» Work instructions
**a.** Translate this sentence from the forum thread into Spanish: "Being the creator of an image, I think, affects the way we see something."
**b.** Duplicate the stretch of the forum thread from "## Derrel (Mar" through "up and detail-free.".
**c.** In the forum thread, which actress does TATTRAT say the subject resembles more than Julia Roberts?

» Excerpted passage
◆ ◆ ◆ ◆ ◆ ◆ ◆

# Julia Roberts MUCH younger twin!



## kathyt (Mar 31, 2013)

I ADORE this picture I took yesterday. I thought I would share. She looks so much like Julia Roberts in this shot. This girl is stunning.


----------



## Steve5D (Mar 31, 2013)

Without question, she's beautiful.

She looks nothing like Julia Roberts, though, young or otherwise.

Very nice image, by the way...


----------



## TATTRAT (Mar 31, 2013)

Nice shot, but I agree with the above. Beautiful hair, nice detail.

I hate to say it, but I see more a Kristen Stewart kinda thing going on. 

Why the forehead crop?


----------



## kathyt (Mar 31, 2013)

TATTRAT said:


> Nice shot, but I agree with the above. Beautiful hair, nice detail.
> 
> I hate to say it, but I see more a Kristen Stewart kinda thing going on.
> 
> Why the forehead crop?


Ii forehead crop a lot. I like the candid nature of it. This is a very candid shot. Nothing posed about it.


----------



## e.rose (Mar 31, 2013)

Yeah, I don't see the resemblance, but it's a beautiful shot! :sillysmi:


----------



## Derrel (Mar 31, 2013)

kathythorson said:


> I ADORE this picture I took yesterday. I thought I would share. She looks so much like Julia Roberts in this shot. This girl is stunning.
> View attachment 40604



The sticks poking at her the on the left are a bit jarring to me. She looks like Julia Roberts? I don't see that at all. I'm not sure why you ADORE this shot; one eyelid appears to be open significantly more than the other, and there's out of focus hair in front of her nose, and in general, much of her hair is actually out of focus when seen at only 1400 pixels wide. The shadows on her hair are pretty plugged up and detail-free, and there appears to be a deep,dark band on her shirt, part of a diagonal "shadow line" that seems to indicate a radically-lifted ,strong shadow that was "lifted" in post, except on the hair, which is still plugged up and detail-free.

She's placed off to the right hand side,forehead lopped off at mid-forehead, and shown squinty-eyed and sort of sideways-glancing out of the frame. Her hand appears very bright, very high in intensity, almost as if that patch of skin was significantly over-exposed, so much so that the shot was converted to B&W to try to alleviate that flaw's impact. Perhaps her personal magnetism and personality are coloring your evaluation of this shot? I mean this in the nicest possible way, but photographically, I don't see anything to ADORE in this shot. Again, I am wondering if maybe there was something about the session, or her personality, that might have unduly influenced you to the point of adoration if a shot with a number of technical/artistic issues. She might very well be stunning, but this shot does not show that to "me"...a disinterested third party who has never seen her.


----------



## Steve5D (Mar 31, 2013)

To me, a photo which is technically "correct" can also be technically "boring".

Do I "adore" the photo above? No, I don't. Then again, I didn't take it. Being the creator of an image, I think, affects the way we see something.

Of all the concert photos I've taken; hundreds of thousands, this is one of my favorites. It's definitely in the top three:






The photo is an absolute technical trainwreck.

◆ ◆ ◆ ◆ ◆ ◆ ◆

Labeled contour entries

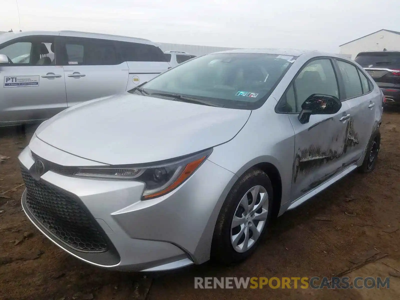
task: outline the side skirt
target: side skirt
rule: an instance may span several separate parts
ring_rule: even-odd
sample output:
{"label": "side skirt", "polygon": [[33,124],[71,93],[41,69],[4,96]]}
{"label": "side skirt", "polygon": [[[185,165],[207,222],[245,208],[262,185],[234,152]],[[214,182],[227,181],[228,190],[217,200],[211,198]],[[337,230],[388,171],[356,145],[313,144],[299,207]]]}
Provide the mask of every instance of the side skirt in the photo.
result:
{"label": "side skirt", "polygon": [[340,173],[331,178],[323,183],[321,184],[313,190],[310,191],[307,194],[304,194],[294,201],[292,201],[290,202],[290,205],[286,210],[290,210],[291,209],[293,209],[297,207],[297,206],[302,204],[309,199],[315,196],[320,192],[324,190],[339,179],[344,177],[351,172],[357,168],[357,166],[356,163],[355,163],[349,166]]}

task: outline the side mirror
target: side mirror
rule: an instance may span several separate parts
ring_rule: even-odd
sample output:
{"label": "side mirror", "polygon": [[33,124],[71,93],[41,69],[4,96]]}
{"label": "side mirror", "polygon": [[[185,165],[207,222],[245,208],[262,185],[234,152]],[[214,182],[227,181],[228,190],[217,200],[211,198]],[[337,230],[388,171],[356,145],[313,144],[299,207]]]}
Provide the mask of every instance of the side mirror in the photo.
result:
{"label": "side mirror", "polygon": [[0,54],[0,64],[9,64],[8,58],[4,54]]}
{"label": "side mirror", "polygon": [[336,97],[314,94],[302,104],[299,121],[305,124],[310,121],[312,114],[332,114],[338,112],[341,107],[342,102]]}

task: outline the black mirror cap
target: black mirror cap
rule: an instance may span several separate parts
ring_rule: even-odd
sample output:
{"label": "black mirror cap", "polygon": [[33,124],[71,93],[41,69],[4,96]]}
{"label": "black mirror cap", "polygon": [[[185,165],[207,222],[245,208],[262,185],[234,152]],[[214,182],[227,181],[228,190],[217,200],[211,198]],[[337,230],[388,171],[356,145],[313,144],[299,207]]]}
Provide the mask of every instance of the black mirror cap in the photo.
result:
{"label": "black mirror cap", "polygon": [[313,94],[301,106],[298,119],[302,124],[308,123],[312,114],[332,114],[342,108],[342,102],[336,97],[329,95]]}
{"label": "black mirror cap", "polygon": [[314,94],[302,104],[301,108],[311,111],[311,114],[332,114],[338,112],[342,102],[336,97],[329,95]]}

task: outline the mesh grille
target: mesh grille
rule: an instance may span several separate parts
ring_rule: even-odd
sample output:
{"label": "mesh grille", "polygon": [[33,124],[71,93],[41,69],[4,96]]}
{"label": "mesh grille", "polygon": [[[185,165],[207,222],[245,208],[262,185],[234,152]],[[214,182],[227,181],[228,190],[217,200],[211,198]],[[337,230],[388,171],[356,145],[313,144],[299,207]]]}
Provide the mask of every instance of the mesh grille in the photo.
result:
{"label": "mesh grille", "polygon": [[84,252],[107,250],[104,233],[70,195],[35,180],[21,168],[30,212],[51,233],[73,249]]}

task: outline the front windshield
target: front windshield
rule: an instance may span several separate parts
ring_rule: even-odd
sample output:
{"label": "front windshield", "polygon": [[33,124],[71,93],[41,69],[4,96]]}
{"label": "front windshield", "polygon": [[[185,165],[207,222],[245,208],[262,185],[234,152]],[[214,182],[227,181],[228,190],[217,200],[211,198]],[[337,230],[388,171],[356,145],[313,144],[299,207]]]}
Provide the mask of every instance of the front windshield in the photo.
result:
{"label": "front windshield", "polygon": [[148,96],[177,94],[228,108],[261,106],[293,56],[260,53],[208,54],[182,64],[142,87]]}

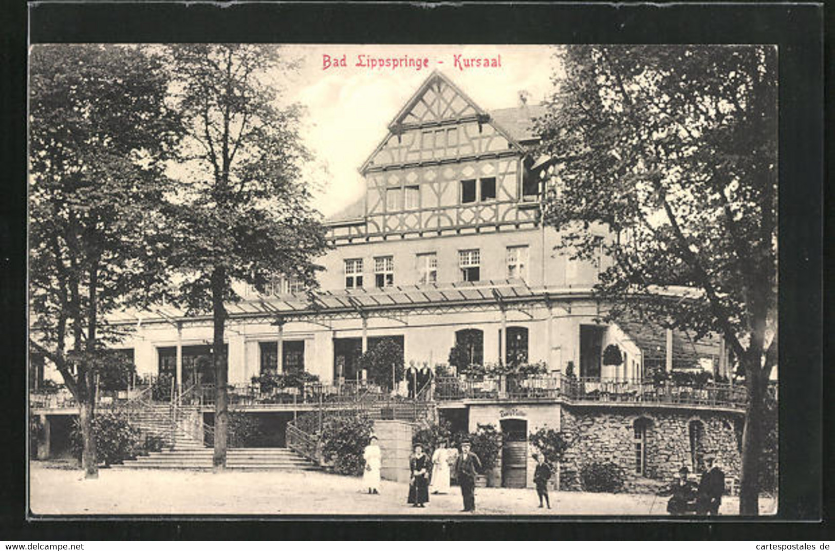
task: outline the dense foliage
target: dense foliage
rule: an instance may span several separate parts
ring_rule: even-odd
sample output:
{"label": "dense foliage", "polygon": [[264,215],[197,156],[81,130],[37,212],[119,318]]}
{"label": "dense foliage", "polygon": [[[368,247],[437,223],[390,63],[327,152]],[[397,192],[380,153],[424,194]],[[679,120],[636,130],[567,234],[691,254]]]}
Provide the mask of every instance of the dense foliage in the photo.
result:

◆ ◆ ◆ ◆ ◆ ◆ ◆

» Solutions to the problems
**a.** Ser el creador de una imagen, creo, afecta la forma en que vemos algo.

**b.**
## Derrel (Mar 31, 2013)

kathythorson said:


> I ADORE this picture I took yesterday. I thought I would share. She looks so much like Julia Roberts in this shot. This girl is stunning.
> View attachment 40604



The sticks poking at her the on the left are a bit jarring to me. She looks like Julia Roberts? I don't see that at all. I'm not sure why you ADORE this shot; one eyelid appears to be open significantly more than the other, and there's out of focus hair in front of her nose, and in general, much of her hair is actually out of focus when seen at only 1400 pixels wide. The shadows on her hair are pretty plugged up and detail-free, and there appears to be a deep,dark band on her shirt, part of a diagonal "shadow line" that seems to indicate a radically-lifted ,strong shadow that was "lifted" in post, except on the hair, which is still plugged up and detail-free.

**c.** Kristen Stewart